EXERCISE BRIEF:
Reproduce the records from the line with "the chrome faucet" through the end of the records, replacing "Marked points" with "Annotated points" and leaving everything else unchanged.

SUPPLIED INFORMATION:
----------

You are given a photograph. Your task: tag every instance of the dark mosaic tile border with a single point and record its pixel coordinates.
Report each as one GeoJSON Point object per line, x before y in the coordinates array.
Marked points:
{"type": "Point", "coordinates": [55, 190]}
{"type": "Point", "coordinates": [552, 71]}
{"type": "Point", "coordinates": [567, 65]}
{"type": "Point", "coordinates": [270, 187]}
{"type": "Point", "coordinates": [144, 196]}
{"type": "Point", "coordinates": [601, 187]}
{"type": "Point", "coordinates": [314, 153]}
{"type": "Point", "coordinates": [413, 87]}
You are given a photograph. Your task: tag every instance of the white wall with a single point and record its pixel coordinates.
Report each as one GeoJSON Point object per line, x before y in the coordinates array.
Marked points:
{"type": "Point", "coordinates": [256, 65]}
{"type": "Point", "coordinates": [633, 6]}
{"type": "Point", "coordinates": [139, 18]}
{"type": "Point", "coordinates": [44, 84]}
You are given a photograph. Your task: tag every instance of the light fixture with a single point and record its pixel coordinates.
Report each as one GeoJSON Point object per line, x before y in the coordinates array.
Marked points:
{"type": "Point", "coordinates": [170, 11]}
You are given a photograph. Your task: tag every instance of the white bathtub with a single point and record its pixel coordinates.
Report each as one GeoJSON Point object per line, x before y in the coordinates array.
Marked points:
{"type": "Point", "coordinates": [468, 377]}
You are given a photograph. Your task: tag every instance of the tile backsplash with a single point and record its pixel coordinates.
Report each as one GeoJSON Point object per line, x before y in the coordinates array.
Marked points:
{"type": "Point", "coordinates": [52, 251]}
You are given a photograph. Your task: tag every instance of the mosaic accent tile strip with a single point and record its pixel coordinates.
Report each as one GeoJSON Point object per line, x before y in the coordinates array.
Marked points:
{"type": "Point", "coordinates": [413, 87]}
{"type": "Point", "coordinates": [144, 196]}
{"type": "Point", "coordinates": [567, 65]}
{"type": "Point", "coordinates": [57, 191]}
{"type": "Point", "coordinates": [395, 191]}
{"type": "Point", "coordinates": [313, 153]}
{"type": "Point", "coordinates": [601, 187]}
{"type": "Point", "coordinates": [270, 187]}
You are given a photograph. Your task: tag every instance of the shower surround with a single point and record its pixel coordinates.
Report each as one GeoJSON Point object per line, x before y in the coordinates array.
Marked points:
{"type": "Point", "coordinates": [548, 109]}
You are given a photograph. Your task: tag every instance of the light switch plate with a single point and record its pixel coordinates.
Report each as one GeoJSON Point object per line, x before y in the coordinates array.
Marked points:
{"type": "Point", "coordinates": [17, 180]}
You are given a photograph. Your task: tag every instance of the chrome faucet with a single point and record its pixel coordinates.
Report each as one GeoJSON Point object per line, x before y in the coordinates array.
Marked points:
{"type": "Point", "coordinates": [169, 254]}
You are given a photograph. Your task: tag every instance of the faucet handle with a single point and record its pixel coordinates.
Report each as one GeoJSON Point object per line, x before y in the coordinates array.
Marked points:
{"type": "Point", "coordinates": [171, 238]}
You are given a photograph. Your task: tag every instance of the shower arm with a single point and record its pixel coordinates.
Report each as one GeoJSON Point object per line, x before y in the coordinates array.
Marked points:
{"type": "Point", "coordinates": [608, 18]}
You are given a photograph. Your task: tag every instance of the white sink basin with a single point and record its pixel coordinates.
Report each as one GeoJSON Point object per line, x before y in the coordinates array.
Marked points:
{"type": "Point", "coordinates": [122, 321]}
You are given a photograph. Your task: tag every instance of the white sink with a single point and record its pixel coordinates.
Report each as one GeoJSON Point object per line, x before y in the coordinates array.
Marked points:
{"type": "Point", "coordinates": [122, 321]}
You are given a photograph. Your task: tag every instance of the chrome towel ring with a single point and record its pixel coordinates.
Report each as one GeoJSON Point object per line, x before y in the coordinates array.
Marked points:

----------

RESPONSE FOR THIS EXERCISE:
You are given a photograph. Your task: tag every instance of the chrome faucet with a single point and record its pixel coordinates.
Report each as one GeoJSON Point object per line, x before y in the coordinates array.
Annotated points:
{"type": "Point", "coordinates": [169, 254]}
You are given a photograph. Your task: tag every instance of the faucet handle with a single point and record its pixel coordinates.
Report each as one GeoJSON Point object per line, x before y in the coordinates array.
Annotated points:
{"type": "Point", "coordinates": [171, 238]}
You are given a photograph. Your task: tag every instance of the shower arm with a single point and record its pixel coordinates.
Report each as one GeoJSON Point object per line, x before y in the coordinates array.
Annotated points:
{"type": "Point", "coordinates": [608, 18]}
You are given a photograph. Your task: tag every instance of the white sink basin with a single point and record its pixel coordinates.
Report each as one GeoJSON Point object per line, x before y in the coordinates array.
Annotated points:
{"type": "Point", "coordinates": [122, 321]}
You are given a photograph. Your task: tag every instance of the white sink with a single point and record its pixel coordinates.
Report each as one GeoJSON Point object per line, x before y in the coordinates array.
Annotated points:
{"type": "Point", "coordinates": [122, 321]}
You are given a photograph. Your task: tag every instance of the chrome towel ring with a single point and record its pixel coordinates.
Report each as one GeoJSON Point object per line, x before y in the coordinates array.
Annotated points:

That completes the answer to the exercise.